▶ **Gegeven tekst**:
# # # #

Het was echter ook mogelijk geweest hem terug te plaatsen naar een beperkt beveiligde inrichting (b.b.i.), dan had klager tenminste nog zijn regimaire verloven kunnen behouden. Nergens wordt onderbouwd door de selectiefunctionaris waarom klager ineens
niet meer geschikt zou zijn voor verlof terwijl hij al tientallen keren heeft bewezen daar wél geschikt voor te zijn. De terugplaatsing is derhalve disproportioneel en bovendien onvoldoende gemotiveerd.
3.2. De selectiefunctionaris heeft de bestreden beslissing als volgt toegelicht.
Klagers verblijf in Het Keern is niet vlekkeloos verlopen. Hij moest tijdens zijn verblijf aldaar regelmatig worden aangesproken. Daarnaast heeft de mentor regelmatig correctiegesprekken met hem gehad over zijn fysieke inzet en motivatie. Voortdurend
zocht klager naar uitvluchten om het zichzelf zo gemakkelijk mogelijk te maken. Duidelijk was dat klager meer sturing nodig had. Uiteindelijk is hij geplaatst bij een externe werkgever waar hij door gebrek aan motivatie en inzet werd ontslagen. Zelfs
zijn mentor heeft hem nog op de werkplek bezocht en daar een correctiegesprek met hem gehouden en gewaarschuwd dat een ontslag tot gevolg zou hebben dat een langer verblijf in Het Keern niet meer mogelijk zou zijn. Op 29 mei 2007 heeft de werkgever
klager ontslagen. Op grond van het ontslag en de vele correctiegesprekken werd een regime met vrijheden niet langer aan de orde geacht en is klager geplaatst in de (gesloten) gevangenis locatie Westlinge.

# # # #

▶ **Aangeleverd materiaal**:
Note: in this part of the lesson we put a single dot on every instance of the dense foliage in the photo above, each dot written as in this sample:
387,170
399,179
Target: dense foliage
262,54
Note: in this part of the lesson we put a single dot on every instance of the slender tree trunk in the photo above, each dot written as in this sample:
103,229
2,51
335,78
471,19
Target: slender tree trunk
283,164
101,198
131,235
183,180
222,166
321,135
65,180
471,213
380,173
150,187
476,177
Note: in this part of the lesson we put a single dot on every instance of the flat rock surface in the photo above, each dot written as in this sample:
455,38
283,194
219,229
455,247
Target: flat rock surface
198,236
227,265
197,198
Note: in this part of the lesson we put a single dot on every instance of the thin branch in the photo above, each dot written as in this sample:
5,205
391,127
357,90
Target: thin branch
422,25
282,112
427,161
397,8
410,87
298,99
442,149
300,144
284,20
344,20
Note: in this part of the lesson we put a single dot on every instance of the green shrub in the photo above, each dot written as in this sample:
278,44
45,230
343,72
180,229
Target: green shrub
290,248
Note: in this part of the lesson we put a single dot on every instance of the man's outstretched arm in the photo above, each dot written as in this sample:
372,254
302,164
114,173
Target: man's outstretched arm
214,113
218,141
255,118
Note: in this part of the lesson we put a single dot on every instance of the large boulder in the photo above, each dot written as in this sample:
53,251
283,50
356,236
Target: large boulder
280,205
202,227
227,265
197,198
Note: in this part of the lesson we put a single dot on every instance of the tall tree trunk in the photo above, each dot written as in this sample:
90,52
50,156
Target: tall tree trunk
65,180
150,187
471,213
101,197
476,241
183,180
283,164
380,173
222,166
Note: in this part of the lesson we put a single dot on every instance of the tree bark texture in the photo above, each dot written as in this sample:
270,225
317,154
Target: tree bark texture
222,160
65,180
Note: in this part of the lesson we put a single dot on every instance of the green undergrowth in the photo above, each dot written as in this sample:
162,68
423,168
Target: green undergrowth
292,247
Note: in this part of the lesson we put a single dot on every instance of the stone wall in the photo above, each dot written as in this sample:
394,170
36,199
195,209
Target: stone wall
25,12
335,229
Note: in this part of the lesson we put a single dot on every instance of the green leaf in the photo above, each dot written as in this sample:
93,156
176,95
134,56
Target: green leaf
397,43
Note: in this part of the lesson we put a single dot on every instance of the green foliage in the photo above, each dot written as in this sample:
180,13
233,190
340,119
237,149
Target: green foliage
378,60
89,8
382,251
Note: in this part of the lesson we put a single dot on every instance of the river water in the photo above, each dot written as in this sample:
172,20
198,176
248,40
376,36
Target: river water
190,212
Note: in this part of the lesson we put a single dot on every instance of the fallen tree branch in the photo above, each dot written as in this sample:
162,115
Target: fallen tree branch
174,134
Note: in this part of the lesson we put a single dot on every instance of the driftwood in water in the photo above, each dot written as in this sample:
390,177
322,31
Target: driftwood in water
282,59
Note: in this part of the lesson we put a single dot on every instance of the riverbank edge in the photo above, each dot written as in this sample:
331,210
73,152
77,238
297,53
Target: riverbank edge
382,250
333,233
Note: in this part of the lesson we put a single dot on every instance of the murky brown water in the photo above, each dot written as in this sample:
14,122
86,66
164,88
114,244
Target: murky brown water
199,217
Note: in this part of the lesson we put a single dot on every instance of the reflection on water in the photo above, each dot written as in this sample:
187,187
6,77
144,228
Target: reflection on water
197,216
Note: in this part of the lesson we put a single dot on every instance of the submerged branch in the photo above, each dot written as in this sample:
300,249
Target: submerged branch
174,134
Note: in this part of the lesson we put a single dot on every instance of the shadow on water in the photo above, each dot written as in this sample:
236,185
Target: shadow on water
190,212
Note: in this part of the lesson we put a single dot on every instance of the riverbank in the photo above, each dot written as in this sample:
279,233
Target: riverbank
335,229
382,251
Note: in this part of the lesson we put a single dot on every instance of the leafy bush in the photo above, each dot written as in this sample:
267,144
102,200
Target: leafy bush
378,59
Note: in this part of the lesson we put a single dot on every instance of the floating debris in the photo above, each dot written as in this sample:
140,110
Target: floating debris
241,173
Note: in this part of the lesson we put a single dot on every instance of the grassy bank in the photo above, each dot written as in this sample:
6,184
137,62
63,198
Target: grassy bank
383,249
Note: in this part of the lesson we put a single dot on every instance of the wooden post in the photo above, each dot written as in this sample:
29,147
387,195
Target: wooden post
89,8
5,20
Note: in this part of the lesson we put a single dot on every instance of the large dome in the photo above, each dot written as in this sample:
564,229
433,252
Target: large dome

# # # #

▶ **Opdracht 1**:
Som uit de tekst alles op wat de mentor volgens de selectiefunctionaris met klager heeft gedaan.
▶ **Opdracht 2**:
Neem een stuk uit de tekst letterlijk over. Begin bij de woorden met "Het was echter" en stop na "bovendien onvoldoende gemotiveerd.".
De rijen zijn voor deze opdrachten niet nodig.

▶ **Volledig antwoord 1**:
- Regelmatig correctiegesprekken met hem gevoerd over zijn fysieke inzet en motivatie
- Hem op de werkplek bezocht
- Daar een correctiegesprek met hem gehouden
- Hem gewaarschuwd dat een ontslag tot gevolg zou hebben dat een langer verblijf in Het Keern niet meer mogelijk zou zijn

▶ **Volledig antwoord 2**:
Het was echter ook mogelijk geweest hem terug te plaatsen naar een beperkt beveiligde inrichting (b.b.i.), dan had klager tenminste nog zijn regimaire verloven kunnen behouden. Nergens wordt onderbouwd door de selectiefunctionaris waarom klager ineens
niet meer geschikt zou zijn voor verlof terwijl hij al tientallen keren heeft bewezen daar wél geschikt voor te zijn. De terugplaatsing is derhalve disproportioneel en bovendien onvoldoende gemotiveerd.